* [DATA IN THIS EXERCISE]:

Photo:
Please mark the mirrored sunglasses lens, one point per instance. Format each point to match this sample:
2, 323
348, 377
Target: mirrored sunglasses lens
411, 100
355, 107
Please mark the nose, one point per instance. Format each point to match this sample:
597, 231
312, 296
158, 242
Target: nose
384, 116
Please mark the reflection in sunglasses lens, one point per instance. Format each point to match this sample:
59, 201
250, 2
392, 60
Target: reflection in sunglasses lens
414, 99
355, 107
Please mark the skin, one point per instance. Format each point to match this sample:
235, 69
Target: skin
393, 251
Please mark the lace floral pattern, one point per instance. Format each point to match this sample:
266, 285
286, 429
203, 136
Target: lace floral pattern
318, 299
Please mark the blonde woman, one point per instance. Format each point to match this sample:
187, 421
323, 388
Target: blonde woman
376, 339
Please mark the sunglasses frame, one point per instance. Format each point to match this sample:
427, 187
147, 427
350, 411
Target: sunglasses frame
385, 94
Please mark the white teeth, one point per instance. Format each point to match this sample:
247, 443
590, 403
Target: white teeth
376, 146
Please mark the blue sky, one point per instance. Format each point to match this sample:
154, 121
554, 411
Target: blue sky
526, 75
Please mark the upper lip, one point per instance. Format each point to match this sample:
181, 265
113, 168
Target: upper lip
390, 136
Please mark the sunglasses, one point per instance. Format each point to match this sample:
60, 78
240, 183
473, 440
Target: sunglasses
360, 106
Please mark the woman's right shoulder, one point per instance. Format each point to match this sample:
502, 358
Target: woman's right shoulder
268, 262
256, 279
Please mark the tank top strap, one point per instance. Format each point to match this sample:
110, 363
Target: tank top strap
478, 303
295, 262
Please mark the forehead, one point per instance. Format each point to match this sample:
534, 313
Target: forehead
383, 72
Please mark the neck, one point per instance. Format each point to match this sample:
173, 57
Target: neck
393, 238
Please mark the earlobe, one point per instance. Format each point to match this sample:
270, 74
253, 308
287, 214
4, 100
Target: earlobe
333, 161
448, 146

* [BRIEF]:
From start to finish, retype the records above with complete accuracy.

* [RESPONSE TO THIS EXERCISE]:
Photo:
Please mark the mirrored sunglasses lens, one point per instance. Format each point to match this sample:
2, 323
348, 377
Target: mirrored sunglasses lens
411, 100
355, 107
Please mark the nose, one point per instance. Format each point to match this sample:
597, 231
312, 296
158, 242
Target: nose
384, 116
Please mark the reflection in sunglasses lens, one point per instance. Format each point to match this sample:
59, 201
250, 2
392, 60
Target: reflection in sunglasses lens
414, 99
355, 107
Please mark the skin, one point per instance. Format each point to match this sample:
235, 69
Target: skin
393, 251
Please mark the lace floral pattern, one point per instance. Format each point to match this sample:
266, 285
286, 429
203, 136
Target: lace floral pattern
318, 299
Please mark the blonde woman, one point per instance. Format each point to match this sample:
187, 421
323, 388
Target: blonde woman
376, 339
Please mark the sunglasses frame, one point per instance. Format each point to match this sample:
427, 187
147, 427
350, 411
Target: sunglasses frame
385, 94
Please mark the white teeth, one point per instance. Format each point to match this sample:
247, 443
590, 403
Target: white teeth
376, 146
Please mark the blue sky, one point per instance. Format each point to match this sample:
154, 121
554, 411
Target: blue sky
526, 75
Please mark the upper lip, one point per instance. Format each point to match this sample:
181, 265
113, 168
Target: upper lip
390, 136
Please mark the sunglasses, one point per instance. Format each point to match this sample:
60, 78
240, 183
473, 440
Target: sunglasses
360, 106
Please mark the woman's right shoulder, one point per instance. Format each point to match this sample:
502, 358
Target: woman's right shoulder
268, 262
256, 279
Please mark the tank top strap, one point per instance. Format each point to match this sample:
110, 363
Target: tank top strap
478, 303
295, 262
Please mark the forehead, one point per instance. Format each point to match this sample:
534, 313
Target: forehead
383, 72
Please mark the neck, one point per instance. Format each point to match this sample:
173, 57
Target: neck
393, 238
Please mark the earlobe, one point per instance. Format each point to match this sample:
270, 74
253, 308
287, 214
4, 100
Target: earlobe
333, 161
448, 146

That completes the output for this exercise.